■ **DOCUMENT SECTION**
# Harbor Freight #42806 QCTP



## Buffalo21 (May 5, 2020)

Last week I was turning some small diameter stock, I want to use some small 1/4“ tool I had, the tool holders I have, would not hold tools that small. I worked around that with some serious shimming, but never felt secure about it.

Today, I happen on a Harbor Freight #42806, QCTP kit, it list for about $100 and my total cost was less than $30. The kit is designed for a mini lathe and is optimized for 1/4” and 5/16” tooling. I spent a good part of the afternoon, adapting it to my current lathe, a Jet 14 x 40. After I finished it up, I set it up for a 1/4” tool using a 21.51 CCMT carbide insert, and remade the parts I did last week. The parts are better and I feel better for that.

Will use this more than once or twice a year, NO, was it a worthwhile , YES. If nothing else it was a pleasant afternoon in the shop.

1 - the QCTP in use
2 - the rest of the kit
	

		
			
		

		
	





3 - the normal Dorian


----------



## epanzella (May 5, 2020)

How can you go wrong for $30?


----------



## Inferno (May 9, 2020)

How do you manage to get it down to $30?
I didn't even know they had a tool post kit.


----------



## Buffalo21 (May 9, 2020)

It was a returned item, its was $100, less the 20% coupon, less the store manager’s $50 discount for be a used item, sold to me as is, no returns.

I’m not going to lie, is it a great kit on the level of Phase II, Aloris or Dorian, hell NO!!,  its made in India, its rough around the edges, but is very solid and functions as intended, for what I use it for. From what I can see, additional tool blocks, would have to be made (maybe another Saturday shop project), I felt the ability to use small tool bits could be a benefit at times, it worked for what iI wanted it for. All of the current tool blocks I have for the Dorian, are either opened up for either 5/8” or 3/4” tooling, and would have require massive shimming, to use a 1/4” lathe tool. Would  I recommend this kit??, only if you could examine it fully before you bought it and was willing to either live with, work around or correct the kits rough nature. Again, this maybe a one or two times a year tool, that I use, also looked like a fun afternoon project at very little cost, so I did it.


----------



## Inferno (May 9, 2020)

No doubt it's not a perfect tool. I have something similar on my lathe but I don't cut much more than aluminum so it works. 
I was just curious since HF is local. For $30 it would have been worth it for the accessories. 
It's likely that the tool holders are the same as the ones I have and are interchangeable. That means there'd be replacements out there.


----------

■ **REQUEST**
What do you get when you reproduce the part of the forum thread on the Harbor Freight tool post kit from "Last week I" up to and including "secure about it.", word for word? Work only from the forum thread above.

■ **GIVEN RECORDS**

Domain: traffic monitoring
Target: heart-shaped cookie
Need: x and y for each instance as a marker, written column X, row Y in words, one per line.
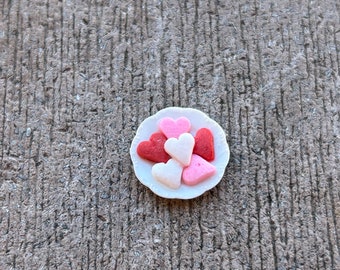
column 198, row 171
column 169, row 173
column 181, row 148
column 174, row 128
column 204, row 144
column 153, row 149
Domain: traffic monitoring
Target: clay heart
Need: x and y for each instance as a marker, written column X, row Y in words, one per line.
column 181, row 148
column 174, row 128
column 153, row 149
column 169, row 173
column 204, row 144
column 198, row 171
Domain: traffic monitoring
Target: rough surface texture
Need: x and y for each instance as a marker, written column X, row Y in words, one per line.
column 78, row 77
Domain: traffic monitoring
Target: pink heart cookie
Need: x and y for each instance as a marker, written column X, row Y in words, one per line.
column 169, row 174
column 198, row 171
column 174, row 128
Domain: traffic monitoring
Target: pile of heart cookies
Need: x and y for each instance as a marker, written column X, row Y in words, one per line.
column 179, row 156
column 179, row 153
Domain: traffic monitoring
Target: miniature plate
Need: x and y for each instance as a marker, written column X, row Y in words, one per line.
column 198, row 120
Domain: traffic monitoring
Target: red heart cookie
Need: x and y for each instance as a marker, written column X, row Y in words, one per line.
column 153, row 149
column 204, row 144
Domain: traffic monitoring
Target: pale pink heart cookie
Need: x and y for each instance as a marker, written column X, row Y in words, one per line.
column 174, row 128
column 168, row 173
column 181, row 148
column 198, row 171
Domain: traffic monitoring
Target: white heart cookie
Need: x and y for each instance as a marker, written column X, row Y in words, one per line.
column 181, row 148
column 169, row 173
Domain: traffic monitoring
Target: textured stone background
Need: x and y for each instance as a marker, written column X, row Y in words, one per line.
column 78, row 77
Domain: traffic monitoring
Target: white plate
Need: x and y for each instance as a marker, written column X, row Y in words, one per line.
column 198, row 120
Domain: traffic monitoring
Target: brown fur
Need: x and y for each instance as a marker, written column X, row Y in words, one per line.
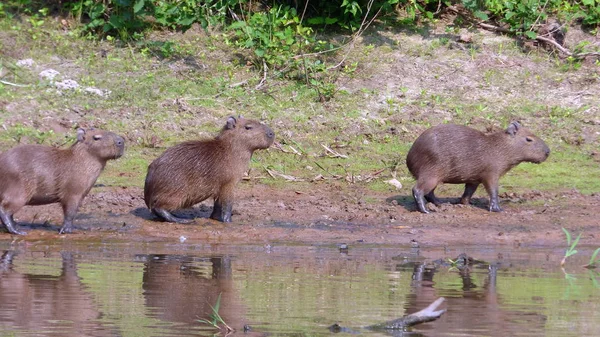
column 458, row 154
column 191, row 172
column 39, row 175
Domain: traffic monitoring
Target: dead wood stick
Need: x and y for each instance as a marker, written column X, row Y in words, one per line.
column 426, row 315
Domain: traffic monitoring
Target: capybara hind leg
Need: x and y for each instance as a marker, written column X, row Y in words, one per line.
column 9, row 222
column 470, row 189
column 430, row 197
column 222, row 211
column 168, row 217
column 492, row 189
column 422, row 189
column 420, row 200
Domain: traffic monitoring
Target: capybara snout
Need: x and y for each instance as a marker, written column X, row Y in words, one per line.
column 457, row 154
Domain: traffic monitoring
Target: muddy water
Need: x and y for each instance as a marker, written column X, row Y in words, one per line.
column 162, row 289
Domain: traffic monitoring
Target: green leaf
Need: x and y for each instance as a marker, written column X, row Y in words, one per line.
column 593, row 258
column 481, row 15
column 568, row 235
column 139, row 4
column 531, row 35
column 319, row 20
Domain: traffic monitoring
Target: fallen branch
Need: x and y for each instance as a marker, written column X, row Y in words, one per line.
column 494, row 28
column 14, row 84
column 426, row 315
column 334, row 154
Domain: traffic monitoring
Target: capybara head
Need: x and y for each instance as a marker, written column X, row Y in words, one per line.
column 524, row 145
column 248, row 133
column 103, row 145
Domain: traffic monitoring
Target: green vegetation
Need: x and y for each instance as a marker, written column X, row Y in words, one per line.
column 216, row 319
column 572, row 251
column 322, row 78
column 572, row 244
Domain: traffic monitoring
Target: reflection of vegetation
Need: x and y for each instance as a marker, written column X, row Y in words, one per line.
column 216, row 319
column 571, row 250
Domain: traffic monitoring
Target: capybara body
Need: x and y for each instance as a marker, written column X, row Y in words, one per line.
column 457, row 154
column 191, row 172
column 40, row 175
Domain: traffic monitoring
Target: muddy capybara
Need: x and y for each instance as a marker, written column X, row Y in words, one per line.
column 40, row 175
column 457, row 154
column 191, row 172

■ **WRITTEN RESPONSE**
Last week I was turning some small diameter stock, I want to use some small 1/4“ tool I had, the tool holders I have, would not hold tools that small. I worked around that with some serious shimming, but never felt secure about it.